WHAT TO DO: Reproduce all entries word for word.

*** Begin section ***

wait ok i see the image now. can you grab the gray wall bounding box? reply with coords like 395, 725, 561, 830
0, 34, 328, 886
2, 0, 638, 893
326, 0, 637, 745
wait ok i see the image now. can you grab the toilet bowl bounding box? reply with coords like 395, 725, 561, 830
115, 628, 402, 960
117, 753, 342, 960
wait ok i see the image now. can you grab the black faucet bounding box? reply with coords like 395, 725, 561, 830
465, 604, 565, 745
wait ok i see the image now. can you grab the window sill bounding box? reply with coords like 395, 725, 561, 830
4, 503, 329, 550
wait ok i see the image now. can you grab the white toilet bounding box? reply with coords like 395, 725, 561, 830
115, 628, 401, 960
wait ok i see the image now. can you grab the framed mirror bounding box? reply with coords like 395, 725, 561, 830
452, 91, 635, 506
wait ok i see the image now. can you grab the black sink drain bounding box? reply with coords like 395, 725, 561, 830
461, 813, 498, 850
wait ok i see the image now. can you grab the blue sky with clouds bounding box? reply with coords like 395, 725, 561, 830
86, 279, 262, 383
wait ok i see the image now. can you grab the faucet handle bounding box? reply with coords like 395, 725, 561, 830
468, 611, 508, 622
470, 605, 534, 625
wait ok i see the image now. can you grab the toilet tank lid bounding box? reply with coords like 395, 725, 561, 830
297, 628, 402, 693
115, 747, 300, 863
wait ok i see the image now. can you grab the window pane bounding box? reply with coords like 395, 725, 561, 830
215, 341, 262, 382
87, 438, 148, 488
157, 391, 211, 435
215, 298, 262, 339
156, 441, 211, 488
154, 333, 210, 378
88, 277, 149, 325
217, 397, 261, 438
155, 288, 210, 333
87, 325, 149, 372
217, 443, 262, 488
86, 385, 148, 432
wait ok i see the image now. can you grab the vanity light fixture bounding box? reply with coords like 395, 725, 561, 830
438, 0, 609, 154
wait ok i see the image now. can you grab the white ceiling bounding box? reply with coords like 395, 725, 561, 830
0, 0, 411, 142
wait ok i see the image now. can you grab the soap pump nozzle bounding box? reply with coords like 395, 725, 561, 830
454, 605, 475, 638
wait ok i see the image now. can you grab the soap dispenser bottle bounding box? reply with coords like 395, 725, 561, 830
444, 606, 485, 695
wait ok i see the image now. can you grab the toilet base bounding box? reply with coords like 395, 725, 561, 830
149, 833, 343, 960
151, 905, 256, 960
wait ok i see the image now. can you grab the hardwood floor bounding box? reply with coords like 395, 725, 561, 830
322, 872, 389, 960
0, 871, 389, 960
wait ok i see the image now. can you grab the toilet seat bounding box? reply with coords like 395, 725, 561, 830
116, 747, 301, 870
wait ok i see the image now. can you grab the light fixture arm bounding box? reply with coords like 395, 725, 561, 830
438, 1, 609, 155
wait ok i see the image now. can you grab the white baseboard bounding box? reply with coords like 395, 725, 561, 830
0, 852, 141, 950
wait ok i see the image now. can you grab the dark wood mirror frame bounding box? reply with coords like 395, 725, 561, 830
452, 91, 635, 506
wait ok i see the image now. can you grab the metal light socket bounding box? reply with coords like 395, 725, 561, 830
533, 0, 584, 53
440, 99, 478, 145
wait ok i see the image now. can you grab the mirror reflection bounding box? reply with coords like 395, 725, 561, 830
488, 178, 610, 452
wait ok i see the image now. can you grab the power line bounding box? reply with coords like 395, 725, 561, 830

*** End section ***

WORKED SOLUTION:
wait ok i see the image now. can you grab the gray wall bounding box? reply with coords like 395, 725, 561, 830
0, 34, 328, 886
2, 0, 638, 893
326, 0, 637, 745
wait ok i see the image now. can you grab the toilet bowl bounding box? reply with coords like 395, 725, 561, 830
115, 628, 402, 960
117, 753, 342, 960
wait ok i see the image now. can you grab the black faucet bounding box? reply with coords like 395, 725, 561, 830
465, 604, 565, 745
wait ok i see the image now. can you grab the window sill bounding box? reply with coords like 395, 725, 561, 830
4, 503, 329, 550
wait ok i see the image now. can you grab the white toilet bounding box? reply with coords like 395, 725, 561, 830
115, 628, 401, 960
wait ok i see the image now. can you grab the framed mirror bounding box? reply with coords like 395, 725, 561, 830
452, 91, 635, 506
wait ok i see the image now. can you grab the black sink drain bounding box? reply with coords like 395, 725, 561, 830
461, 813, 498, 850
wait ok i see the image now. can you grab the blue sky with clouds bounding box? reply with coords like 395, 725, 561, 830
86, 279, 262, 383
wait ok i see the image now. can you grab the faucet handle bounding box? reply with coords like 395, 725, 561, 830
468, 611, 508, 622
470, 605, 534, 625
wait ok i see the image now. can you grab the toilet tank lid bounding box? reply with coords like 395, 725, 561, 830
297, 628, 402, 693
115, 747, 300, 863
wait ok i see the image now. can you grab the window pane bounding box? reply with coords like 395, 725, 561, 830
215, 341, 262, 382
87, 438, 148, 488
157, 391, 211, 435
215, 298, 262, 339
156, 441, 211, 488
154, 333, 210, 378
88, 277, 149, 325
217, 397, 261, 438
155, 288, 210, 333
87, 325, 149, 372
217, 443, 262, 488
86, 385, 148, 432
wait ok i see the image now. can you grab the vanity light fixture bounding box? reply with coords like 395, 725, 561, 830
438, 0, 609, 154
wait ok i see the image now. can you grab the white ceiling bounding box? reply with coords like 395, 725, 561, 830
0, 0, 411, 142
wait ok i see the image now. can you grab the soap pump nozzle bounding box? reply with coords like 395, 725, 561, 830
454, 605, 475, 638
wait ok i see the image now. can you grab the soap dispenser bottle bounding box? reply with coords like 395, 725, 561, 830
444, 606, 485, 695
wait ok i see the image now. can you grab the toilet base bounding box? reply with coords like 395, 725, 561, 830
149, 833, 343, 960
151, 905, 256, 960
wait ok i see the image now. can you grab the hardwood floor bounding box? reply with coords like 395, 725, 561, 830
322, 872, 389, 960
0, 871, 389, 960
wait ok i see the image now. can you grab the toilet seat bounding box? reply with coords like 395, 725, 561, 830
116, 747, 301, 870
wait ok i see the image now. can you grab the light fixture arm bounding box? reply with coords like 395, 725, 561, 830
438, 1, 609, 155
wait ok i see the image now. can you grab the white baseboard bounding box? reply with coords like 395, 725, 561, 830
0, 852, 141, 950
wait ok i see the image now. can you grab the dark wood mirror frame bounding box? reply with coords like 395, 725, 561, 830
452, 91, 635, 506
wait ok i see the image now. can you grab the metal light socket bounding box? reply with coords like 395, 725, 561, 830
533, 0, 584, 53
440, 99, 478, 145
wait ok i see the image now. can you grab the mirror reflection bounding box? reply with coords like 395, 725, 561, 830
488, 178, 610, 452
wait ok i see the image now. can you grab the power line bounding box? reply with coords like 395, 725, 561, 830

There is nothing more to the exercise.